- _EXERCISE 1_:
In the recovery interview transcript, where was the meeting held that the second speaker recalls?
- _EXERCISE 2_:
Change "YMCA" to "community center" in the recovery interview transcript and give the passage starting with "I think of this" and going on through "good, yeah, absolutely.".
- _EXERCISE 3_:
Write what follows the last line of the recovery interview transcript.

begin TEXT BLOCK

You had used the term terminal uniqueness you know, I think before pre-record. Could you explain that a little bit, cause that is so true what you just said, and it brings a lot of relief.

Speaker 2:

Yeah, so that terminal uniqueness is going to like, if I keep thinking I'm unique, it will kill me. I will never be part of the whole, I will never be. You know, even when I think of like the divine spirit for me, like that is so I'm not unique in that, that everybody, we're all connected. This is my philosophy and so when I'm unique, I'm just, then I can't connect with you, and everything about recovery is about connecting. You know, because we're so isolated, we're so I liked to be isolated. I like to not tell you I was full of secrets. I was full of. You know, I was never going to be an open book, and I'm an open book now, but before I was, that was going to kill me. You know, that would have sent me back out there if I had stayed that unique and and it was and it was.

Speaker 2:

I think of this one moment in a meeting on the West Side at the YMCA, and I had been saying I was in my early recovery and I was saying that I was. You used to have to count until you were like 90 days right, and I would say, you know, 32 days back, 42 days back, 32 days back, 42 days back, and this well, he's. He's deceased now, but um is. Peter cornered me afterwards and said um, you know, I'm a little tired of that little like F you at every morning. You need to. You need to let go of that back Like and and when I go with the back thing. That was changed some of the trajectory to that. Oh, that was like the beginning of breaking down that uniqueness. You know what I mean.

Speaker 1:

Like all that that's so good, yeah, absolutely.

Speaker 2:

Because I know, like now, lately I'm taking taking courses to be a practitioner and I and I had to go into this and I've had years of you know, seeking and years of learning and stuff, and I have to go into it with what I, you know, what we refer to as the set aside prayer set aside everything I think I know and help me have a new experience. You know, and when I can do that and set aside everything I think I know and have a new experience here, I, you know, I'm open to all sorts of possibilities.

end TEXT BLOCK
begin EXTRACTED INFORMATION

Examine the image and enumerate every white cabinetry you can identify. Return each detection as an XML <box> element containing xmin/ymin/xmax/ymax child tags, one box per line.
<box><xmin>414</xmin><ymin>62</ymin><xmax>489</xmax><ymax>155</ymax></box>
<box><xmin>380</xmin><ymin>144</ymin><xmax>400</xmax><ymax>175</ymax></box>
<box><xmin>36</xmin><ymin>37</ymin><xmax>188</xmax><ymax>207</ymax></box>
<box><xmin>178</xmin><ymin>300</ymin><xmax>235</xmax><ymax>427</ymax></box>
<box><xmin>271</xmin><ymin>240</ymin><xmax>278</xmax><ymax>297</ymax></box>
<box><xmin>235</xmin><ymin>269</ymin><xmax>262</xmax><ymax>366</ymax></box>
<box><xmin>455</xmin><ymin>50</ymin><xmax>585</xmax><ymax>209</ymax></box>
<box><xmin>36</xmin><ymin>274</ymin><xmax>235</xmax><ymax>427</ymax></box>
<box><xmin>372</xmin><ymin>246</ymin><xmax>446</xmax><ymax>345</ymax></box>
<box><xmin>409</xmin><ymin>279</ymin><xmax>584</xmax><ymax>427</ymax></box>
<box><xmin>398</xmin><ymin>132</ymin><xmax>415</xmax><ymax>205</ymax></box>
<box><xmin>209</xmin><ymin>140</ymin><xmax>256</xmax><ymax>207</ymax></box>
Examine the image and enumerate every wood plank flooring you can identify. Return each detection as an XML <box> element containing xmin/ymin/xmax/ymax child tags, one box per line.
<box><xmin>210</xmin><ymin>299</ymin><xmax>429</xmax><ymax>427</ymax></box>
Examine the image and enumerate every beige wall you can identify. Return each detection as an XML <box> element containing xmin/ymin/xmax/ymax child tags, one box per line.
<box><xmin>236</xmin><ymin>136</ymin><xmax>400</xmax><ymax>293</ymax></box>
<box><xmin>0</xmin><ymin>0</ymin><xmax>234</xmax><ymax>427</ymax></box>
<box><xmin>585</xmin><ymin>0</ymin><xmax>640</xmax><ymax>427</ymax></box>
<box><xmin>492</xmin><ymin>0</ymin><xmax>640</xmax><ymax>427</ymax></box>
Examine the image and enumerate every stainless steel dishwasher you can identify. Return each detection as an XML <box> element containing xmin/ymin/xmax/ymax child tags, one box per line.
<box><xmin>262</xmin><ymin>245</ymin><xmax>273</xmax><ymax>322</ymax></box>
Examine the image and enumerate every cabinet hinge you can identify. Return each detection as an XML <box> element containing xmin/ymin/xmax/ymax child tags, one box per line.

end EXTRACTED INFORMATION

- _WRITTEN ANSWER 1_:
At the YMCA on the West Side.

- _WRITTEN ANSWER 2_:
I think of this one moment in a meeting on the West Side at the community center, and I had been saying I was in my early recovery and I was saying that I was. You used to have to count until you were like 90 days right, and I would say, you know, 32 days back, 42 days back, 32 days back, 42 days back, and this well, he's. He's deceased now, but um is. Peter cornered me afterwards and said um, you know, I'm a little tired of that little like F you at every morning. You need to. You need to let go of that back Like and and when I go with the back thing. That was changed some of the trajectory to that. Oh, that was like the beginning of breaking down that uniqueness. You know what I mean.

Speaker 1:

Like all that that's so good, yeah, absolutely.

- _WRITTEN ANSWER 3_:
Speaker 1:

I love that, like it's great, and thank God for those one liners that people throw at us, you know, who have that are very direct, that make you change something. You know, I remember I was talking once and and somebody who had a you know way, way more time than me and he was very, you know, he was real stern, strong man. He pulled me aside and said you know, you have a really powerful message, but you cursed, so and every time you know which people curse and that's fine. But he said you know, we're not every time you did that. It took me about 10 minutes to get back, so I missed some of your story. He said we're not really doing that here and I was like wow, okay, and I made the adjustment, you know, and um, but you know you couldn't have told me that the first five, seven years I would have I would have held very tightly to my, my F's and my, you know, but you know they just they help you become a better person in the world Right, absolutely, and I'll take it.

Speaker 1:

I'll.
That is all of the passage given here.